DOCUMENT:
============

# Exhaust



## Bryce108 (Jan 11, 2016)

Trying to figure out how to get a sound like this 





The guy didn't list any specs in the video so I was trying to figure out how I could get a similar sound, or try and figure out those specs. Catbacks? No catbacks? Hard to tell?


----------



## svede1212 (Nov 1, 2005)

With that hollow metallic sound it sounds like SpinTechs. The cam would be a fairly large one. To each his own but I prefer to work at it from the performance end that ends up with the sound vs the sound end backwards. You can have a really choppy idle that drives like crap in traffic.


----------



## Bryce108 (Jan 11, 2016)

Ahhh okay, So what I decided on, was doing the Corsa sport exhaust, with x-pipes and mid pipes with OBX longtube headers. Delete cats.


----------



## GTO44 (Apr 11, 2016)

Bryce108 said:


> Ahhh okay, So what I decided on, was doing the Corsa sport exhaust, with x-pipes and mid pipes with OBX longtube headers. Delete cats.


Nice man! Upload a vid when you get everything installed so we can hear the setup!


----------



## Bryce108 (Jan 11, 2016)

GTO44 said:


> Nice man! Upload a vid when you get everything installed so we can hear the setup!


Will do!


----------

============

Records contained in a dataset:

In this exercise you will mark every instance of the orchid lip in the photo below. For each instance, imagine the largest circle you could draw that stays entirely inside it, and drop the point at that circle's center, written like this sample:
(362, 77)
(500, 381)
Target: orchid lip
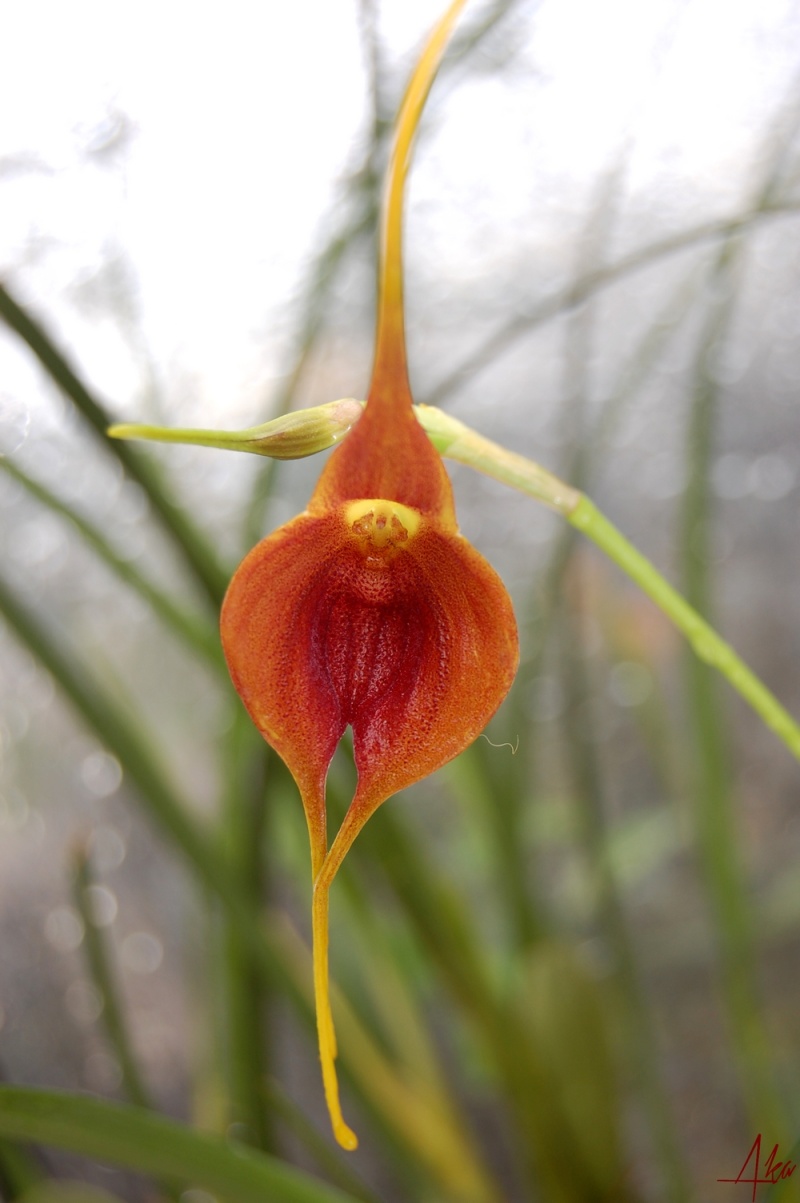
(381, 523)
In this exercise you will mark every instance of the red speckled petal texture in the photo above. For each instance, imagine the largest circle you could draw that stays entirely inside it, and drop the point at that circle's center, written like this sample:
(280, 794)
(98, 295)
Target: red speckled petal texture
(414, 650)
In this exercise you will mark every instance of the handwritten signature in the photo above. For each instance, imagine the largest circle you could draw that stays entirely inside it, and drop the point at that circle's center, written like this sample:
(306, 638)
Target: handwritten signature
(751, 1172)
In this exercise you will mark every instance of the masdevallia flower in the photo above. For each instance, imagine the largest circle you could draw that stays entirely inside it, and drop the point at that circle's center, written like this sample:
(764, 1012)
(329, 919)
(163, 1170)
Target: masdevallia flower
(369, 610)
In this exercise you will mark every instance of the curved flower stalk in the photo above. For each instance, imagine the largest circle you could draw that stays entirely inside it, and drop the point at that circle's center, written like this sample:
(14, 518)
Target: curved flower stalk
(369, 610)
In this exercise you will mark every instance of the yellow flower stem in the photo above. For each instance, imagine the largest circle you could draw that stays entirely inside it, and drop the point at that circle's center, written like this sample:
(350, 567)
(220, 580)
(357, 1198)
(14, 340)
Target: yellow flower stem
(325, 1030)
(390, 343)
(350, 827)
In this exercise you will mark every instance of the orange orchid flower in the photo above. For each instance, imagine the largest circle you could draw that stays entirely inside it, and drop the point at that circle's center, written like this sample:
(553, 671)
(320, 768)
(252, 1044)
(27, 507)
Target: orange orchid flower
(369, 610)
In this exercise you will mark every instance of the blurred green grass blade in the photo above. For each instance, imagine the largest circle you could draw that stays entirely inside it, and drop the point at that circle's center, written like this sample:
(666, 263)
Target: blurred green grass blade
(150, 1144)
(246, 766)
(197, 633)
(18, 1171)
(704, 639)
(721, 849)
(119, 735)
(490, 777)
(640, 1036)
(193, 545)
(102, 977)
(716, 822)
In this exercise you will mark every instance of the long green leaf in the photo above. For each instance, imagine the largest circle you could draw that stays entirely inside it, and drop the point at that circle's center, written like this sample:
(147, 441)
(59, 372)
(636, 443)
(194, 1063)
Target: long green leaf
(141, 1141)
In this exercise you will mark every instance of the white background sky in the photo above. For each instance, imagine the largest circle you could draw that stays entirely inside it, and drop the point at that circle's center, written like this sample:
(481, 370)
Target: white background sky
(246, 114)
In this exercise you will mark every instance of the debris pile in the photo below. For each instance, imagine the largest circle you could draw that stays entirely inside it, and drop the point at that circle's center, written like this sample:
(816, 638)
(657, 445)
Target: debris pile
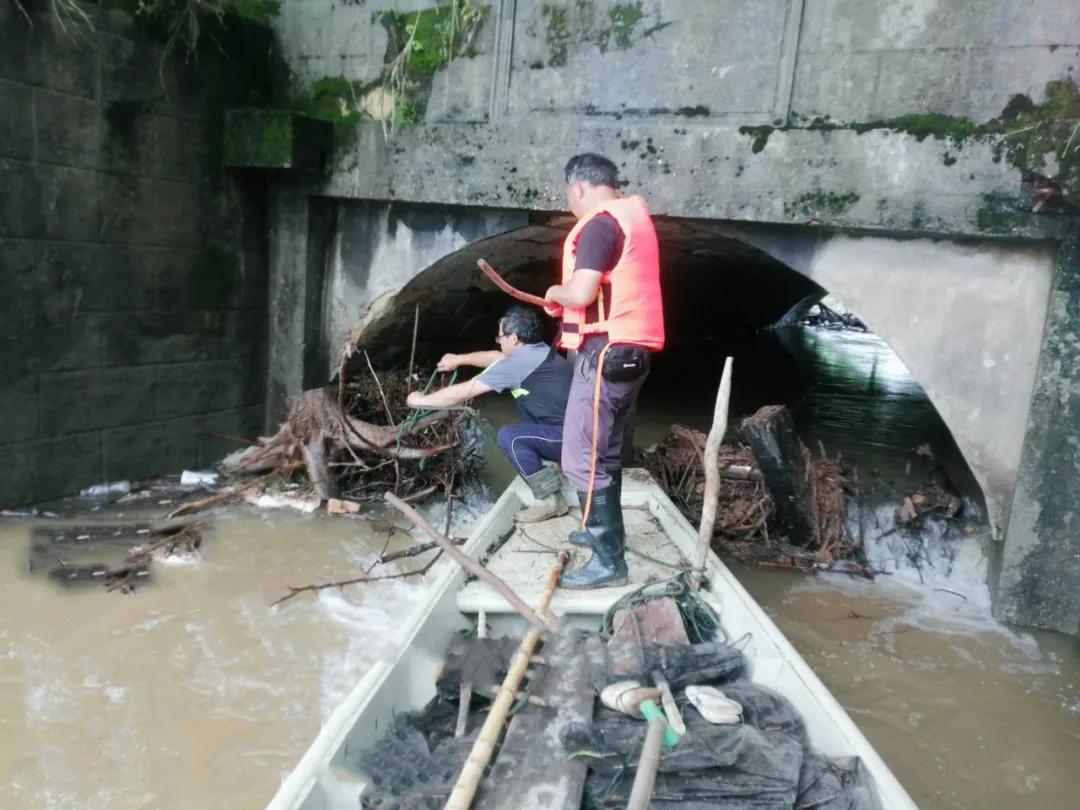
(778, 505)
(360, 441)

============

SHORT EXERCISE 1:
In the exhaust thread, what brand of headers did Bryce108 decide to use?
SHORT EXERCISE 2:
Set down the exhaust thread word for word from "Trying to figure out how to" to "Hard to tell?".
Work from the exhaust thread alone.

CORRECT RESULT 1:
OBX longtube headers.

CORRECT RESULT 2:
Trying to figure out how to get a sound like this 





The guy didn't list any specs in the video so I was trying to figure out how I could get a similar sound, or try and figure out those specs. Catbacks? No catbacks? Hard to tell?